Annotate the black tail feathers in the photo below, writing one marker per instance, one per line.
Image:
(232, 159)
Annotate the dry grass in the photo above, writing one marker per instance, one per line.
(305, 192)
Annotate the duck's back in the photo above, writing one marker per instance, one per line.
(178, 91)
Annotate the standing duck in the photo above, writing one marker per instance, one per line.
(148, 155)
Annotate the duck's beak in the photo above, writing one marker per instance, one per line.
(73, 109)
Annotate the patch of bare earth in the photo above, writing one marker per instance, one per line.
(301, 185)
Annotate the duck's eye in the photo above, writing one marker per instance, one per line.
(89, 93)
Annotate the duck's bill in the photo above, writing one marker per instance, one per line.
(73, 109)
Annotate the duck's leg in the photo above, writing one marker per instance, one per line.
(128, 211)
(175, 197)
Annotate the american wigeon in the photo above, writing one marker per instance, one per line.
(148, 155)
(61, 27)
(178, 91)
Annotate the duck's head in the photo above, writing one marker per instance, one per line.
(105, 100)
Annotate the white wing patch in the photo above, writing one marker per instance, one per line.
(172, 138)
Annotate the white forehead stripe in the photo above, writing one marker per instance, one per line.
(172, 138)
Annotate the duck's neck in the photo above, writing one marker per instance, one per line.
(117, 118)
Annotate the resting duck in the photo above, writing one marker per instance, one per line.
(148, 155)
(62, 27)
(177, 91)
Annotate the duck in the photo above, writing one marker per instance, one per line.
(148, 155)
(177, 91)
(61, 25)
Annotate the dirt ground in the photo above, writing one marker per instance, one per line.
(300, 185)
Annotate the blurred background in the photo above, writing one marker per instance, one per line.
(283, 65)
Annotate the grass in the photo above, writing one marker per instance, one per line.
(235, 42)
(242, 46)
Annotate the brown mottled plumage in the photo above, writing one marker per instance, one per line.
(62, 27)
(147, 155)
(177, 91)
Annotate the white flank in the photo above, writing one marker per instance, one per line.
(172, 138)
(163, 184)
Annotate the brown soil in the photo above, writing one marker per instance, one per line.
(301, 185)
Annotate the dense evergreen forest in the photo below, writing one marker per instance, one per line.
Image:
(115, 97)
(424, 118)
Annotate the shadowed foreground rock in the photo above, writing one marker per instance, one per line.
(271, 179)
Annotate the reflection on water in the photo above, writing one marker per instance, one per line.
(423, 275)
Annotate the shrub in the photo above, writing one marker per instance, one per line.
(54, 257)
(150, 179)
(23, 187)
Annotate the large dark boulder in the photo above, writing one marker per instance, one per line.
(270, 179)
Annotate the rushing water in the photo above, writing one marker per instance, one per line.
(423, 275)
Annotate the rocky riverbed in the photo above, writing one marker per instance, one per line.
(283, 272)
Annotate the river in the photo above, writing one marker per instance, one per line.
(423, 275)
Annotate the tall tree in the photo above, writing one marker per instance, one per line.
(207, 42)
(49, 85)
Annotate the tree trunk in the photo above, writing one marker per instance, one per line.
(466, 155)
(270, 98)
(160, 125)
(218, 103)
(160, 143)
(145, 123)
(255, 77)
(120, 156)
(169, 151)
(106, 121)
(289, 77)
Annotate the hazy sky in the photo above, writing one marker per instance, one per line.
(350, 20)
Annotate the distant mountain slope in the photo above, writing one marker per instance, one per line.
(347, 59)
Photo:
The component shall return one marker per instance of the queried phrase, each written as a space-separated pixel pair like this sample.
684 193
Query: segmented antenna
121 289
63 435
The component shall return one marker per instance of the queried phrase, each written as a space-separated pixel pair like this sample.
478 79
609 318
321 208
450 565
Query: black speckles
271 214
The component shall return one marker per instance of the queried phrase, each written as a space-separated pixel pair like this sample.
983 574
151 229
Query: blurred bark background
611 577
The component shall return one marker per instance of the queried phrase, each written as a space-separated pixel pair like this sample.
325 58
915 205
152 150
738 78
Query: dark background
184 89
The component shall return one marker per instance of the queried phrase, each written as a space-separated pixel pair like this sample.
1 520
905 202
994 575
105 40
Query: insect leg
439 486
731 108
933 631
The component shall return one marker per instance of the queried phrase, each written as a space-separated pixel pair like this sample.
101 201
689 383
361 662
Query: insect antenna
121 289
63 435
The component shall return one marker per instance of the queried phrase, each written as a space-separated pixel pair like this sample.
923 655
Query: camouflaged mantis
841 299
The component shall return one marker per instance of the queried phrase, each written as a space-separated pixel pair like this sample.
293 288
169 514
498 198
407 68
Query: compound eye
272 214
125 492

◆ **TASK DIRECTIONS**
Copy each entry above exactly, character for character.

◆ **COMPLETED TASK**
Annotate the black tail feathers in the photo below, writing one marker per instance, one per line.
Image:
(232, 159)
Annotate the dry grass in the photo above, writing one marker per instance, one per line.
(305, 192)
Annotate the duck's back in the photo above, writing one marker per instance, one per line.
(178, 91)
Annotate the standing duck in the photo above, writing one marker per instance, one per line.
(148, 155)
Annotate the duck's beak in the photo above, writing one marker per instance, one per line.
(73, 109)
Annotate the patch of bare earth in the photo above, writing one marker per instance, one per line.
(301, 185)
Annotate the duck's eye in the photo above, writing one marker per instance, one per line.
(89, 93)
Annotate the duck's bill in the photo above, writing one marker per instance, one per line.
(73, 109)
Annotate the duck's leg in the photo above, writing one marker per instance, one per line.
(128, 211)
(175, 197)
Annotate the american wigeon in the photo above, writing one marker per instance, one per line.
(148, 155)
(61, 27)
(178, 91)
Annotate the duck's head in the photo above, writing one marker per instance, one per line.
(105, 100)
Annotate the white wing patch in the photo above, writing one marker per instance, one per line.
(172, 138)
Annotate the white forehead stripe in the photo above, writing one marker per instance, one per line.
(172, 138)
Annotate the duck's neck in the photo above, writing one marker per instance, one per line.
(117, 118)
Annotate the resting duck in the photo above, writing one marker per instance, one per line.
(148, 155)
(62, 27)
(177, 91)
Annotate the duck in the photo above, writing one marker per instance, one per line.
(148, 155)
(177, 91)
(61, 25)
Annotate the dirt ground in the photo above, writing one marker per instance, one per line.
(300, 185)
Annotate the blurred background in the photo above, writing one marker per instance, one per line.
(283, 65)
Annotate the grass in the photo above, writing one marker per instance, one per line.
(235, 42)
(242, 46)
Annotate the brown mottled plumage in the photo above, writing one marker per instance, one per line.
(62, 27)
(147, 155)
(177, 91)
Annotate the white flank in the photo above, writing one marker per instance, one per line.
(172, 138)
(163, 184)
Annotate the brown soil in the photo above, writing one marker per instance, one per line.
(301, 185)
Annotate the dense evergreen forest in the photo below, writing one marker per instance, one per line.
Image:
(115, 97)
(424, 118)
Annotate the shadowed foreground rock in the photo above, writing one marker per instance, one per line.
(271, 179)
Annotate the reflection on water in the photo above, writing one marker per instance, one per line.
(423, 275)
Annotate the shrub in the photo above, writing one marker per instance, one per line.
(54, 257)
(150, 179)
(23, 187)
Annotate the large dark boulder in the photo above, writing one marker per instance, one per line.
(270, 179)
Annotate the rushing water in the photo above, writing one marker per instance, one per line.
(423, 275)
Annotate the rocky riverbed in the photo above, writing one marker per instance, one per line.
(283, 272)
Annotate the river in the photo above, writing one marker per instance, one per line.
(423, 275)
Annotate the tall tree in the photo above, writing one marker per instance, one per line.
(207, 42)
(49, 85)
Annotate the tree trunk in the photo above, writing one marker per instance, one per line.
(466, 155)
(270, 98)
(160, 125)
(218, 103)
(160, 143)
(145, 123)
(255, 77)
(120, 156)
(169, 151)
(106, 121)
(289, 77)
Annotate the hazy sky in the photo above, writing one marker per instance, one per line.
(350, 20)
Annotate the distant mountain slope in the photo above, writing one marker per instance, one per line.
(347, 59)
Photo:
The component shall return one marker per instance of the queried phrase, each written as a space-separated pixel pair like this sample.
684 193
Query: segmented antenna
121 289
63 435
The component shall return one marker per instance of the queried phrase, each written as a space-separated pixel pair like this sample.
478 79
609 318
321 208
450 565
Query: black speckles
271 214
The component shall return one marker per instance of the queried phrase, each written as a space-separated pixel pair like this sample.
983 574
151 229
Query: blurred bark background
611 577
The component shall return one marker per instance of the queried phrase, each written as a space-separated pixel pair like this sample.
325 58
915 205
152 150
738 78
Query: dark background
184 89
The component shall return one marker per instance of the queried phrase, each written as a space-separated pixel pair like this sample.
1 520
905 202
994 575
105 40
Query: insect leg
439 486
731 108
933 631
The component shall return one marker per instance of the queried phrase, each written as a space-separated pixel pair like this sample.
101 201
689 383
361 662
Query: insect antenna
121 289
63 435
The component shall return one marker per instance of the queried phrase, each written as a space-separated pixel pair like this sample.
923 655
Query: camouflaged mantis
841 299
The component shall return one marker per instance of the queried phrase, each written as a space-separated pixel pair like this sample.
293 288
169 514
498 198
407 68
Query: compound eye
272 214
125 492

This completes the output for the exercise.